> [Action item] Quote exactly and only this range of lines in the data below: the line that holds "Where can you spot the boat engine" to the line that holds "Where can you spot the boat wake", both included.

> [Exercise input]
━━━━━━━━

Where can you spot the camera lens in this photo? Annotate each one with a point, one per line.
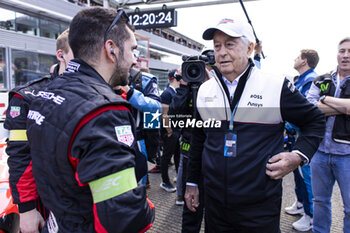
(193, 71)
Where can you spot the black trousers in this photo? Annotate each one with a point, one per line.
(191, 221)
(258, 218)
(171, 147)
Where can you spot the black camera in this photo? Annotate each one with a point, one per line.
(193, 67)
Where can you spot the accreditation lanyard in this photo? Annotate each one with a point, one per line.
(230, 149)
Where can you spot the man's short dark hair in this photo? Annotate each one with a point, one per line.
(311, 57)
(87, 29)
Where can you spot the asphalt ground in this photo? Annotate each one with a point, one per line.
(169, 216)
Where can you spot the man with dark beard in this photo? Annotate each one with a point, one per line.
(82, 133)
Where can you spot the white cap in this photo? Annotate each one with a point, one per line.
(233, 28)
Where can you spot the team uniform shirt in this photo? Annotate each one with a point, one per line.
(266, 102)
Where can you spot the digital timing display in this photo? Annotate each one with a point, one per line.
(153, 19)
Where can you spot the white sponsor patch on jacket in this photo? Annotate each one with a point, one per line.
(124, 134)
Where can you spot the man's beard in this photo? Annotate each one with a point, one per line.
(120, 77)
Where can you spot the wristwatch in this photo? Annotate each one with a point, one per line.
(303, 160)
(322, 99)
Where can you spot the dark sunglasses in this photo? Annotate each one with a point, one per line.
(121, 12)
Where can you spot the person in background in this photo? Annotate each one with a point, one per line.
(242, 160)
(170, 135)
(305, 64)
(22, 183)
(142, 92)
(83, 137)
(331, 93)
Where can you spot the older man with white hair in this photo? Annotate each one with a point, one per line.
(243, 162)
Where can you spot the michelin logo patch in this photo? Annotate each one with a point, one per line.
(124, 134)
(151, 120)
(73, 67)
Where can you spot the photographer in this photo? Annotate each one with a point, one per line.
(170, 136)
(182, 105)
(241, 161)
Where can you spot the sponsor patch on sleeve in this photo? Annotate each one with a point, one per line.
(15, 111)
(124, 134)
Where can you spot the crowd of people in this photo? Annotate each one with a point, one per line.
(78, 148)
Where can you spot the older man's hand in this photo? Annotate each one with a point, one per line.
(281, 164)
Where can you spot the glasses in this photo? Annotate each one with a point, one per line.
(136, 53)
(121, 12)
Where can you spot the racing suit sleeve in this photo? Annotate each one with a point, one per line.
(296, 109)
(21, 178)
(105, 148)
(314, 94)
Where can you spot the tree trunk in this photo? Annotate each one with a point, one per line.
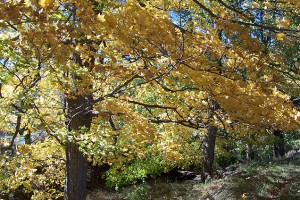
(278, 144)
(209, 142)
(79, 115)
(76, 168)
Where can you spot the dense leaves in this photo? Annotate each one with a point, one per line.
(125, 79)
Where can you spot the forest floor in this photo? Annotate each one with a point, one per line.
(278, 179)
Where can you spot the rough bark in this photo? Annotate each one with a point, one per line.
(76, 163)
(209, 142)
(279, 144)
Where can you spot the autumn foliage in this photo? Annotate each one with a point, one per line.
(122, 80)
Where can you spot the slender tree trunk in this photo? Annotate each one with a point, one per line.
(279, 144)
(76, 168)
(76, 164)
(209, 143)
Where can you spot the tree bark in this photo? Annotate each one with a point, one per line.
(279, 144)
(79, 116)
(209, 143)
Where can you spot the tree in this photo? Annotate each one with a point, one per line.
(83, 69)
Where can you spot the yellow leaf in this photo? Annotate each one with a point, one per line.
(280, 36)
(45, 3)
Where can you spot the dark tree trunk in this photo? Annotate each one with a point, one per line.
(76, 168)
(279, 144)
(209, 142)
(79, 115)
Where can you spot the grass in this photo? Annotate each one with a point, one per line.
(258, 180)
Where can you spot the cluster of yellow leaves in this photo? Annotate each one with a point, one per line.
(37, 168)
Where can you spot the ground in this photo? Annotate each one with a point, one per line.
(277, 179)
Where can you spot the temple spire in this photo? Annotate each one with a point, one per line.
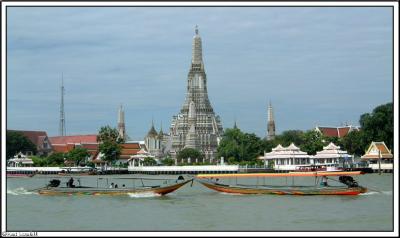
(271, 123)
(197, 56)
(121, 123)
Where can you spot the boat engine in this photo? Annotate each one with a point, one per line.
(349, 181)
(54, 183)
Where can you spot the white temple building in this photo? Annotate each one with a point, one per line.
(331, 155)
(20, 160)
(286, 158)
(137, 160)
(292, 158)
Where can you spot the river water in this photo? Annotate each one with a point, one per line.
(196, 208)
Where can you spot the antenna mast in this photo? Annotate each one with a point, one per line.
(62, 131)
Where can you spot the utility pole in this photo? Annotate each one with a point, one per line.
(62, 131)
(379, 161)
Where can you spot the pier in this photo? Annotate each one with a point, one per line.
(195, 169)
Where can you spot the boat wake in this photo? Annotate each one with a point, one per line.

━━━━━━━━

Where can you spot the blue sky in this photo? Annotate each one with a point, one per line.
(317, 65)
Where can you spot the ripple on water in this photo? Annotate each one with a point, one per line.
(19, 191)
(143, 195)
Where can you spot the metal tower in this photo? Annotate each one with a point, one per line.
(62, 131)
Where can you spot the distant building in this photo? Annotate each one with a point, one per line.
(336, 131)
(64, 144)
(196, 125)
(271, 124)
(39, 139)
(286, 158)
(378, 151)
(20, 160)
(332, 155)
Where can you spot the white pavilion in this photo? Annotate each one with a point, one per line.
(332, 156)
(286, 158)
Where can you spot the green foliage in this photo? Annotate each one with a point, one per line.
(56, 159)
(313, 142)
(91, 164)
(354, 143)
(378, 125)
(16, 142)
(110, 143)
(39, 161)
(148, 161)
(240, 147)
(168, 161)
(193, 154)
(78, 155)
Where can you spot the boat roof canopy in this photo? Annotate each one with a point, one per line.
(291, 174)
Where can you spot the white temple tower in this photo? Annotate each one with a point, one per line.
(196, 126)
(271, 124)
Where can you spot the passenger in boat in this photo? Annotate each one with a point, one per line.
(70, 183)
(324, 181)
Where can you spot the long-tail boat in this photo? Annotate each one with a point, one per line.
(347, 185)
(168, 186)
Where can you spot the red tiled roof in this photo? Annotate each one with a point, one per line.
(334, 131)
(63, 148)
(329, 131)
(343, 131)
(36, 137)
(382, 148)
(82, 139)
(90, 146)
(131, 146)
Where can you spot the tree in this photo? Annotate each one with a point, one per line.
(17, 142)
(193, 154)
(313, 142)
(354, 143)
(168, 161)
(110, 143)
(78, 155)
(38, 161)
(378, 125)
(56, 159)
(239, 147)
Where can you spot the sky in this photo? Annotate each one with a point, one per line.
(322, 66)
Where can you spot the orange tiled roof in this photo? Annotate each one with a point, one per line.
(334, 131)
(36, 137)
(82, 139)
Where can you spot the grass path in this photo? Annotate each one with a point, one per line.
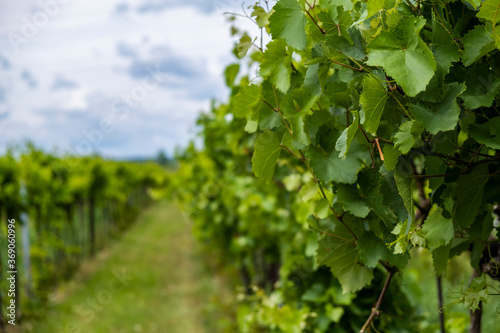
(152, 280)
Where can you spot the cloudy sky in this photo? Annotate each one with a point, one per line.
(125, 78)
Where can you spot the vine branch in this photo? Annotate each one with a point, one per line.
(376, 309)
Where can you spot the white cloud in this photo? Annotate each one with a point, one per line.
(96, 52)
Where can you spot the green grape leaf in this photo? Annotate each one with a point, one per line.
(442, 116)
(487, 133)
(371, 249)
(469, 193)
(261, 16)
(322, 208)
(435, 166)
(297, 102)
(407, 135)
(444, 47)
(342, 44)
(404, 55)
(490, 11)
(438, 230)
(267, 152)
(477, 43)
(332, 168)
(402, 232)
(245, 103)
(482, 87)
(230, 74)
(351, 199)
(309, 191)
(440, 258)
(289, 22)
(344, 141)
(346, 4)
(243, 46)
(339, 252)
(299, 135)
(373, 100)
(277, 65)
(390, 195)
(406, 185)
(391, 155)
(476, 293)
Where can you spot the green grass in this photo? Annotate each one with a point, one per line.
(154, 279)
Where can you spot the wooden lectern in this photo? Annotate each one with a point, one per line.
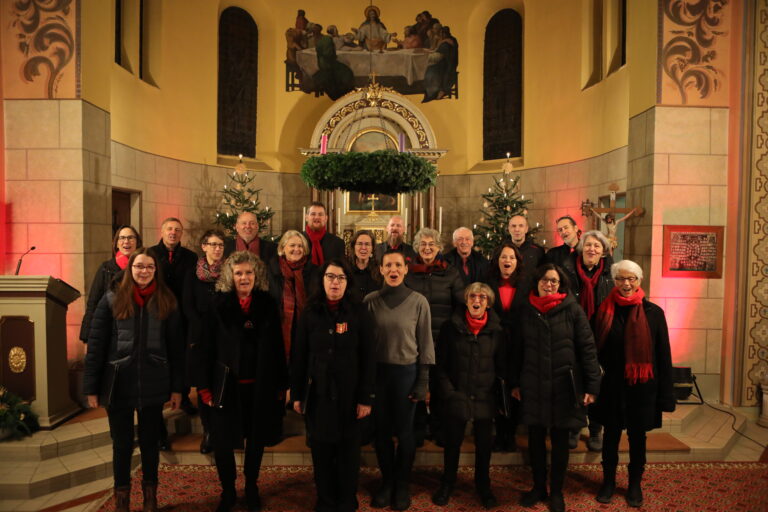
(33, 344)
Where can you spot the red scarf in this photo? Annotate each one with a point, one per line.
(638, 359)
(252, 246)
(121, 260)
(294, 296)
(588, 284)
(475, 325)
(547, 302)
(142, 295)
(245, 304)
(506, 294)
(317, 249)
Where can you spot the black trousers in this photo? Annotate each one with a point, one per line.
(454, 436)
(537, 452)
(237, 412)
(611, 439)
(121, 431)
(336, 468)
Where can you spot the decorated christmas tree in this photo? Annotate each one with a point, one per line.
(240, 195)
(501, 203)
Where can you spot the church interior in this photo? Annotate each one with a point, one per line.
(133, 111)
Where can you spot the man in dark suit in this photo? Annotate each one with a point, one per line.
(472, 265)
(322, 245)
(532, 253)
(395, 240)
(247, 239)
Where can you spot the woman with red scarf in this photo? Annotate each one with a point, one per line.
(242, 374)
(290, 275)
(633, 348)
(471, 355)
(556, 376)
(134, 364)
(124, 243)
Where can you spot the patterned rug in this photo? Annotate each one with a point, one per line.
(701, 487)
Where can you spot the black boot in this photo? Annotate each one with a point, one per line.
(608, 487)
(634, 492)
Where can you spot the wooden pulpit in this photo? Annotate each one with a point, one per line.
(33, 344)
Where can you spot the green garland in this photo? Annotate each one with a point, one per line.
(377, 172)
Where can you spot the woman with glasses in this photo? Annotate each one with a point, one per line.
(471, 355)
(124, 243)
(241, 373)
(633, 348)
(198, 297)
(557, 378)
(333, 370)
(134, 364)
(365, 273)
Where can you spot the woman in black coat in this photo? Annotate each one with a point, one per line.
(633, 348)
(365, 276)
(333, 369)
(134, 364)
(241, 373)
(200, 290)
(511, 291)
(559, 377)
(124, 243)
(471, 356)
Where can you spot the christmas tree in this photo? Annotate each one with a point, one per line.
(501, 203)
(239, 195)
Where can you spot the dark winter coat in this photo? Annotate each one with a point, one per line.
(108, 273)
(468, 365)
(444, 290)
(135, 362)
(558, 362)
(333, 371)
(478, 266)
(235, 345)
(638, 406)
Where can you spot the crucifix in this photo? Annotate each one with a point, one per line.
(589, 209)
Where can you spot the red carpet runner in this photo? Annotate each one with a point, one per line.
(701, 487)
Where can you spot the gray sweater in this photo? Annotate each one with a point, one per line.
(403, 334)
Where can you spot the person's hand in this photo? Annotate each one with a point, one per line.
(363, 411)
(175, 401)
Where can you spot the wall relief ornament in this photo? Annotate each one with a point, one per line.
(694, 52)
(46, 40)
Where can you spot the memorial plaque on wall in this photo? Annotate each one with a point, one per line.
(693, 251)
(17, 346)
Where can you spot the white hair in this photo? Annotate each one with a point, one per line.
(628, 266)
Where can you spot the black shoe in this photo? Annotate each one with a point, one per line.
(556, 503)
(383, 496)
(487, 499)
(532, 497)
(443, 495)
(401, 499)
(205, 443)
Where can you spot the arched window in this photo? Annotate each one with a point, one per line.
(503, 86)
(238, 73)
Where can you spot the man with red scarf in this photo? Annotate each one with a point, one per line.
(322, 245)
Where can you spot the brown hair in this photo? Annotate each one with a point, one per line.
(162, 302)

━━━━━━━━

> [Worked solution]
Where can you spot the boat engine in this photo? Annotate each one with a point, one per line.
(349, 181)
(54, 183)
Where can you spot the white temple building in this photo? Annotate each one with a point, one per line.
(331, 155)
(20, 160)
(286, 158)
(137, 160)
(292, 158)
Where can you spot the river water in this photo? Annotate each one with a point, one per line.
(196, 208)
Where can you spot the antenna mast in this photo? Annotate each one with a point, one per line.
(62, 131)
Where can you spot the utility pole in this photo? Annotate each one with a point, one per line.
(62, 131)
(379, 161)
Where can you spot the pier in this photo? Annotate each one with a point, one per line.
(195, 169)
Where can you spot the boat wake in this photo? Annotate each one with a point, one per line.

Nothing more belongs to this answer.